- What to produce
Please set out the listing below as a numbered list, skipping any blank lines and omitting the pictures.

- Stored records
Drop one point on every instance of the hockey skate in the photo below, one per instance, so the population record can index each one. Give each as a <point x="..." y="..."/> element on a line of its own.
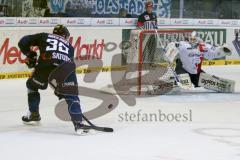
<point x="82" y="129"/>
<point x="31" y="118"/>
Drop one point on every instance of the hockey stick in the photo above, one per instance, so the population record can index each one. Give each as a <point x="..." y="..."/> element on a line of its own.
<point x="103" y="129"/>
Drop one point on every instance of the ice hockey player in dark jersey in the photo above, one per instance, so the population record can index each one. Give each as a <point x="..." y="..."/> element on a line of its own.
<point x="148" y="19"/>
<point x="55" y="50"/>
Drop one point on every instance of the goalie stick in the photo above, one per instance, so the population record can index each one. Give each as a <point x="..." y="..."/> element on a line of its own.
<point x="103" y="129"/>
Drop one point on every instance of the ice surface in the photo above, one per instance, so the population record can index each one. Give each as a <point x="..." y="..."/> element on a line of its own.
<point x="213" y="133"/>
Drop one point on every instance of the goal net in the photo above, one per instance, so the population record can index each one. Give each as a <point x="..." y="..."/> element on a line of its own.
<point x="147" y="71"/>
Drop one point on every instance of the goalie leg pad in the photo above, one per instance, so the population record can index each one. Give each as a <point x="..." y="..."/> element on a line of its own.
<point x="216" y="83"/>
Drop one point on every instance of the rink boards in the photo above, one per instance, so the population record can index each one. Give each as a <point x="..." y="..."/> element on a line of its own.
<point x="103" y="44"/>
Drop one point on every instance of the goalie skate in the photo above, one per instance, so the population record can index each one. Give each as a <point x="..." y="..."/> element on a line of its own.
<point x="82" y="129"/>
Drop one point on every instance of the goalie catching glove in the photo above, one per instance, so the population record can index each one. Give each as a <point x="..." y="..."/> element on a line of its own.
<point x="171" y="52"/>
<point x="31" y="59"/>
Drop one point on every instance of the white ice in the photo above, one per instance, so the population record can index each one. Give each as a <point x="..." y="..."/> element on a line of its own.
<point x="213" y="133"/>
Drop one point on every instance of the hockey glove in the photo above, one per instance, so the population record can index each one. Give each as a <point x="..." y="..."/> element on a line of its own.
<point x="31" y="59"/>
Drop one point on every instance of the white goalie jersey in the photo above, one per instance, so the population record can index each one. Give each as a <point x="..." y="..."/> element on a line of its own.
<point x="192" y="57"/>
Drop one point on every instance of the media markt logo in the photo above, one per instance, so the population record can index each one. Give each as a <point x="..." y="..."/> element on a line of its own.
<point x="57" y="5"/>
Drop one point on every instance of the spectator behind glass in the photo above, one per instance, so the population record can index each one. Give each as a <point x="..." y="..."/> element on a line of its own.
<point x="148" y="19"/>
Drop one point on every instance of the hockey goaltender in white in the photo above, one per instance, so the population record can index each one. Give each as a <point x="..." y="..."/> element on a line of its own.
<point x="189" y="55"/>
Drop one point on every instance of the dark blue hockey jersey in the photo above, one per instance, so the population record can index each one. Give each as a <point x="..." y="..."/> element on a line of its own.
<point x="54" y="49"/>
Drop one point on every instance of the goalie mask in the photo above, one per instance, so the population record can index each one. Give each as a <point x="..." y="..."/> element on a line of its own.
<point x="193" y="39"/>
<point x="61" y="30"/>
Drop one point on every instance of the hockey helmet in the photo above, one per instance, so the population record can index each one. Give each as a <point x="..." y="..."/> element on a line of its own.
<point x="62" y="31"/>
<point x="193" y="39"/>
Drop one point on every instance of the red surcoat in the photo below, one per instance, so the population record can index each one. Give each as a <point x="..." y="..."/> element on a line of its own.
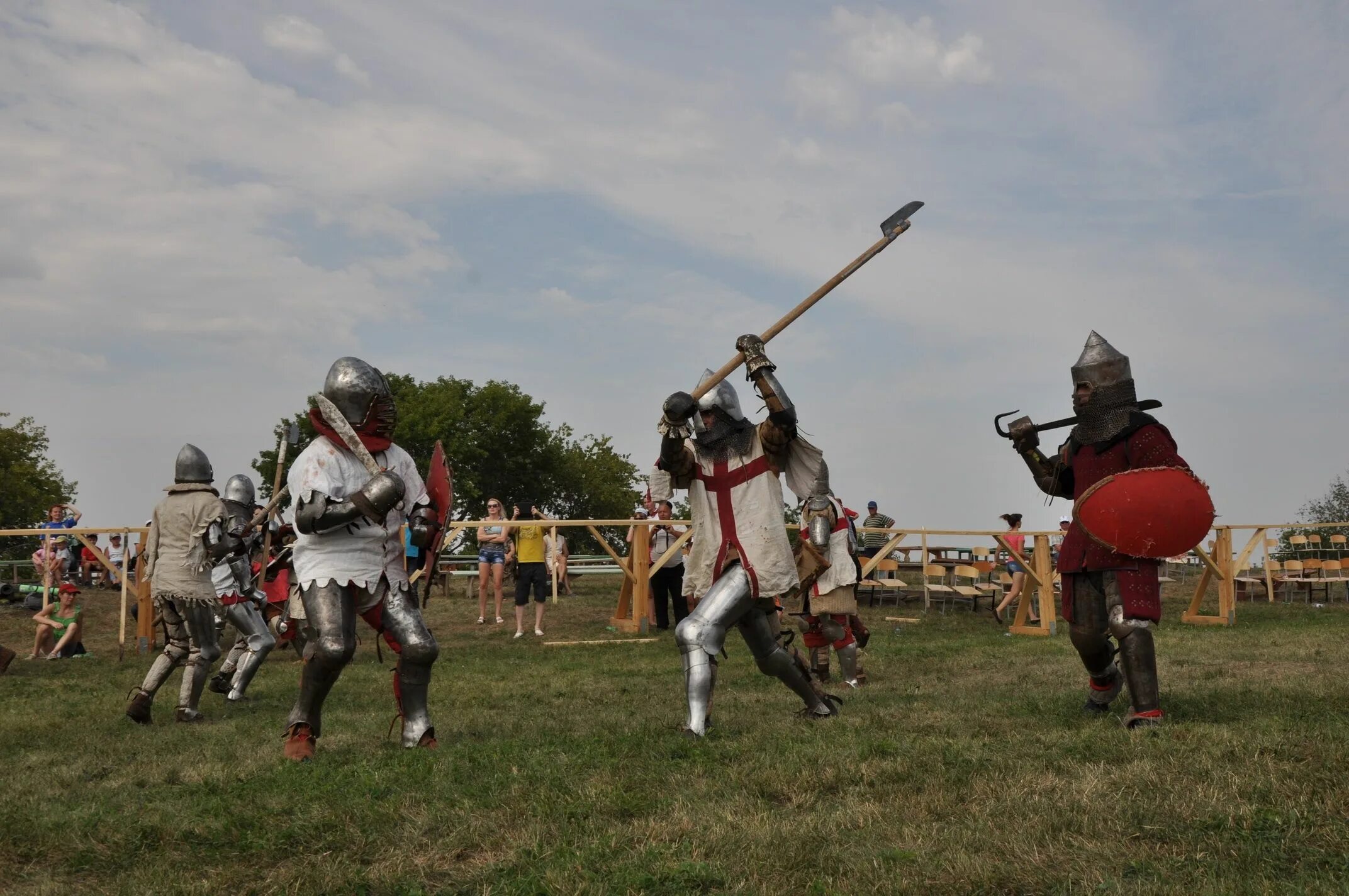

- Exercise result
1. Drop one point on every instance of the hockey skate in the photo below, one per instance, so the population record can index each one. Give each as a <point x="..." y="..."/> element on a line of its own.
2. <point x="82" y="129"/>
3. <point x="31" y="118"/>
4. Drop one point on every instance of the hockey stick in the photo above, one per instance, so the population record can index each one. Give each as a <point x="..." y="..."/> element on a line of its own.
5. <point x="103" y="129"/>
6. Drop one point on every instance of the ice hockey player in dark jersey in the photo above, one per instance, so the population record can index each one. Give each as a <point x="..." y="..."/> element on a line of its own.
7. <point x="148" y="19"/>
8. <point x="55" y="50"/>
9. Drop one point on every instance of the goalie stick in the photo above, one per instance, so the population record can index each one. Give each as a <point x="..." y="..."/> element on a line of its own.
10. <point x="103" y="129"/>
11. Drop one point on every instance of the ice surface in the photo above, one per instance, so the population record can index each one. Give each as a <point x="..." y="..."/> element on a line of its own.
12. <point x="213" y="133"/>
13. Drop one point on every instance of the goal net in the photo above, one per instance, so the population record can index each one. Give each as a <point x="..." y="..."/> element on a line of its own.
14. <point x="147" y="71"/>
15. Drop one point on every instance of the goalie leg pad in the photo above, one per instance, so the population record can index each one. Give each as a <point x="..." y="..."/> element on a line of its own.
16. <point x="216" y="83"/>
17. Drop one point on every instance of the rink boards in the photo above, one per instance, so the population record can index each one. Give each as a <point x="..." y="..."/> element on a line of its own.
18. <point x="103" y="44"/>
19. Drop one point on every instance of the goalie skate in the photo above, one per instance, so the population record can index each one. Give each as a <point x="..." y="..."/> element on a line of its own.
20. <point x="82" y="129"/>
21. Drop one point on every instance of the goalie catching glove in the photo above, one per instance, so the population record can index each one. Give each as a <point x="..." y="..."/> element on a line of its own.
22. <point x="171" y="52"/>
23. <point x="31" y="59"/>
24. Drop one point on every instance of the white ice in the photo above, one per instance, so the population record can index each one. Give each as a <point x="..." y="..."/> element on a line of its own.
25. <point x="213" y="133"/>
26. Drop one point on every instance of the hockey glove in the photo above, one per instance, so the population record can index each one. Give each as a <point x="..." y="..."/> element on a line of its own.
27. <point x="31" y="59"/>
28. Drop one point on every instance of the white goalie jersey in the photo above, one per instance, so the population record can index each one. Give each as a <point x="..." y="..."/> element on a line of its own.
29. <point x="192" y="57"/>
30. Drop one point on every instance of the media markt logo in the photo above, one per instance, so the population record can index each one. Give each as a <point x="..." y="..."/> element on a line of its own.
31. <point x="57" y="5"/>
32. Drop one point on every instance of the spectator behind glass in the photo above, one per instance, so the population record can index each one. Give each as a <point x="..." y="..."/> element on a line of its own.
33. <point x="148" y="19"/>
34. Drop one point on every instance of the hockey goaltender in white in the photo above, one per instance, so the population record can index each one. Give each as a <point x="..." y="..."/> element on a line of its own.
35. <point x="189" y="55"/>
36. Drop one point on every instance of the dark blue hockey jersey in the photo above, one per instance, so the population record can index each one. Give each as a <point x="..." y="..."/> element on a line of its own.
37. <point x="54" y="49"/>
38. Drop one point on every instance of the goalie mask in the photo above, one per instance, so the population record can index each one. Give each as a <point x="..." y="..."/> element on a line of its own.
39. <point x="193" y="39"/>
40. <point x="61" y="30"/>
41. Drop one point on every instance of the hockey helmet in the photo above, one per instance, so the population record can index each one. Give each as a <point x="..." y="..."/> element on a line of its own.
42. <point x="62" y="31"/>
43. <point x="193" y="39"/>
44. Drop one point on every instance of the red surcoat in the photo below, one per instance, so the population record can index each one. Give each as a <point x="..." y="..."/> element on a line of its own.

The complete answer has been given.